■ **JOB**
Return each of the entries below word for word, leaving out the pictures.
++++ GIVEN INFORMATION
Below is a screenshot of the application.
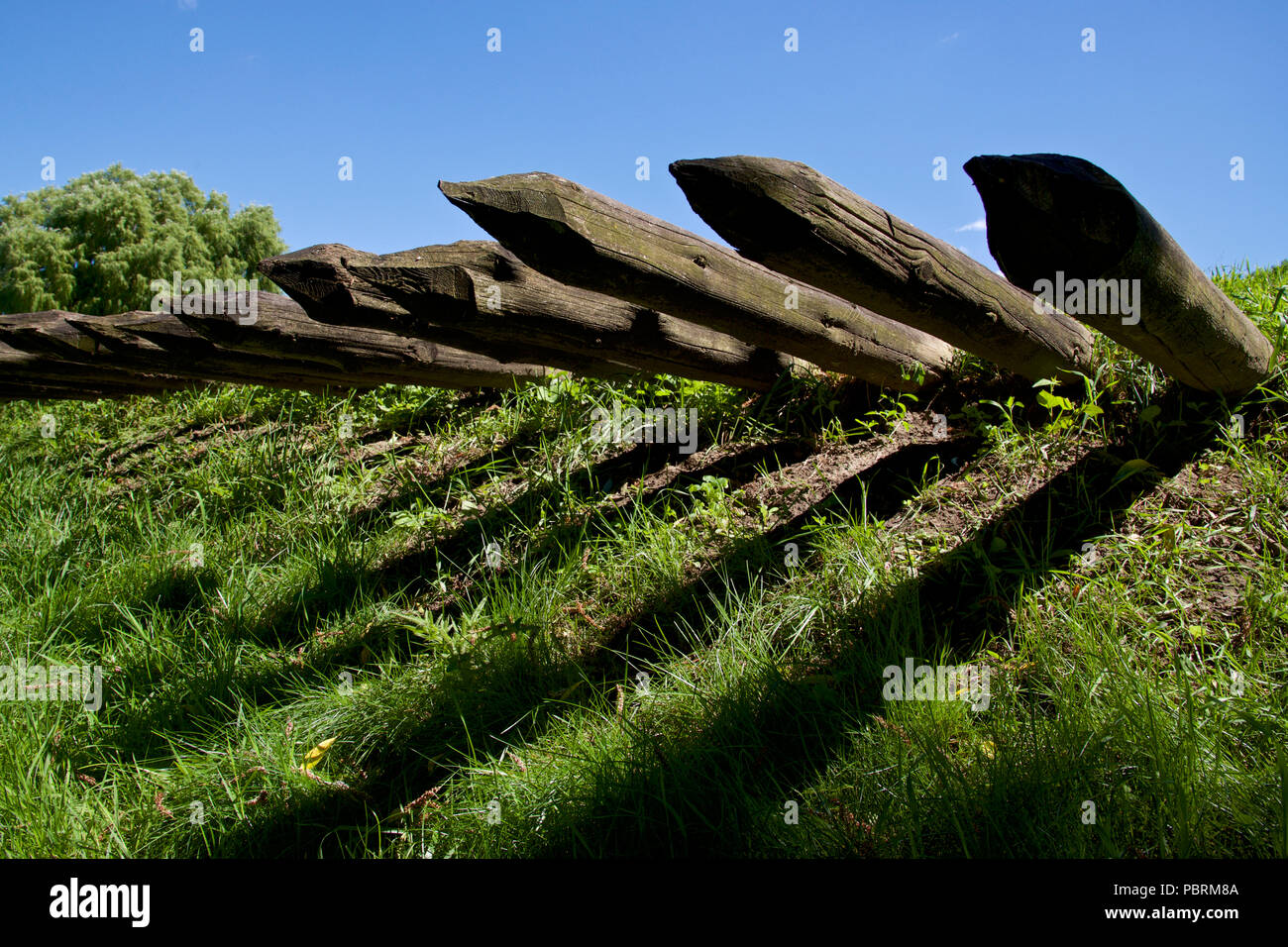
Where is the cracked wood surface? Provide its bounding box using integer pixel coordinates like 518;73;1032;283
670;155;1092;378
439;172;953;390
966;155;1272;394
++++++++
■ **EXERCISE ANSWER**
Below is a screenshot of the application.
Where is the cracked wood surface? Provide its bounding box using integer pixel coordinates like 518;73;1032;283
670;155;1092;378
439;172;953;390
966;155;1272;394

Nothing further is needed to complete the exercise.